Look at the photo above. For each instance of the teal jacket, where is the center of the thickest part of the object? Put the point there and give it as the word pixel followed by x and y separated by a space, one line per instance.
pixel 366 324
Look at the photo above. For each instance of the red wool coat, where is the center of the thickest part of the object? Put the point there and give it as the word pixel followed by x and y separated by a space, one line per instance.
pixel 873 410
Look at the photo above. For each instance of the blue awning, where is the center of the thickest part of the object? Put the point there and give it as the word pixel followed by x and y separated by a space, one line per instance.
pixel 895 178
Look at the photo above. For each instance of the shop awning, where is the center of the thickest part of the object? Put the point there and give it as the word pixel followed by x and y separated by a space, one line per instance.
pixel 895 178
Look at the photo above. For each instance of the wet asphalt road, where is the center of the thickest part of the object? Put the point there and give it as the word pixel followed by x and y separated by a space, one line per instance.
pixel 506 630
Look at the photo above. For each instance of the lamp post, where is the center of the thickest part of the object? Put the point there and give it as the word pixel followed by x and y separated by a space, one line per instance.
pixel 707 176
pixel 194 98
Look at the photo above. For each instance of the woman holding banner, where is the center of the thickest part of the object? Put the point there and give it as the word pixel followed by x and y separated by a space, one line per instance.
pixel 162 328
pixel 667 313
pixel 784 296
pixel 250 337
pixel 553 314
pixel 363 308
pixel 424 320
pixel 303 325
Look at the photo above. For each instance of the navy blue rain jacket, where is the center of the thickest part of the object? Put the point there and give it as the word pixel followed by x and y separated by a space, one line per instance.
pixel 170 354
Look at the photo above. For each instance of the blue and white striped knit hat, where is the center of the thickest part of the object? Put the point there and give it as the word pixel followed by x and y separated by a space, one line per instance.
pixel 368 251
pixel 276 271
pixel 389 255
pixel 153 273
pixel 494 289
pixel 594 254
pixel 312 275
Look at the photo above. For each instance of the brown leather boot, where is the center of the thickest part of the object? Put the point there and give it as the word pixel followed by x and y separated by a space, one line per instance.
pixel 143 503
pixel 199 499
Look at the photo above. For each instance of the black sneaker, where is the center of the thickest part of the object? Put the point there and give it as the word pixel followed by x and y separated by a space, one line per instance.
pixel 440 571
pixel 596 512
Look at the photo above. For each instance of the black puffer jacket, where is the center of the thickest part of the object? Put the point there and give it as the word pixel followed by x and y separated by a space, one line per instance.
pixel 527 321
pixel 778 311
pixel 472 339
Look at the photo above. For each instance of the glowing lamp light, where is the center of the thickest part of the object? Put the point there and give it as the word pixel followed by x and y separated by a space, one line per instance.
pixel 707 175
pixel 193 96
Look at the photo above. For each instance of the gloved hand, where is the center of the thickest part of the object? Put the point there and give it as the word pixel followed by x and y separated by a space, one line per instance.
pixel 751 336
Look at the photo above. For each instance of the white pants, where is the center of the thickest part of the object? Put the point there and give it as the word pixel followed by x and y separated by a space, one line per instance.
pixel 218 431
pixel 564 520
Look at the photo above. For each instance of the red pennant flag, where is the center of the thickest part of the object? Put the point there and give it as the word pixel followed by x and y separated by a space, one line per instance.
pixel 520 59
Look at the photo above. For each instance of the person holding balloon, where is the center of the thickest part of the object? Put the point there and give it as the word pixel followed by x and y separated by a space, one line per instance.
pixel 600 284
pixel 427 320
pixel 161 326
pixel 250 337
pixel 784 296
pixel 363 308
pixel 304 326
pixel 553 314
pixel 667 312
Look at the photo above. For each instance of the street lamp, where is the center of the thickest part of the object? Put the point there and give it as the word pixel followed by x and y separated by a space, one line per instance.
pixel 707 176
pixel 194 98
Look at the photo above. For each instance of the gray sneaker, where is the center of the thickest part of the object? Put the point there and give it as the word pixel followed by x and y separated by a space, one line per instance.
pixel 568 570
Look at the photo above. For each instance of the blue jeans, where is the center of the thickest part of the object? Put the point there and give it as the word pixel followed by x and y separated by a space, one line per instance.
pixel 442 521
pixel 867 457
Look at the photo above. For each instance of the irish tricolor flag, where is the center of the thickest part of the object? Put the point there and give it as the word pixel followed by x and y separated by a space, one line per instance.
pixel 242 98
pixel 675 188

* Aim: Retype everything in the listing above from the line containing "Look at the photo above. For each instance of the glowing" down to the line containing "pixel 193 96", including both of those lines.

* Solved problem:
Look at the photo above. For each instance of the glowing lamp light, where is the center of the thickest part of the object? Put the point there and give it as the word pixel followed by x and y separated by a space, one line per instance.
pixel 707 175
pixel 193 96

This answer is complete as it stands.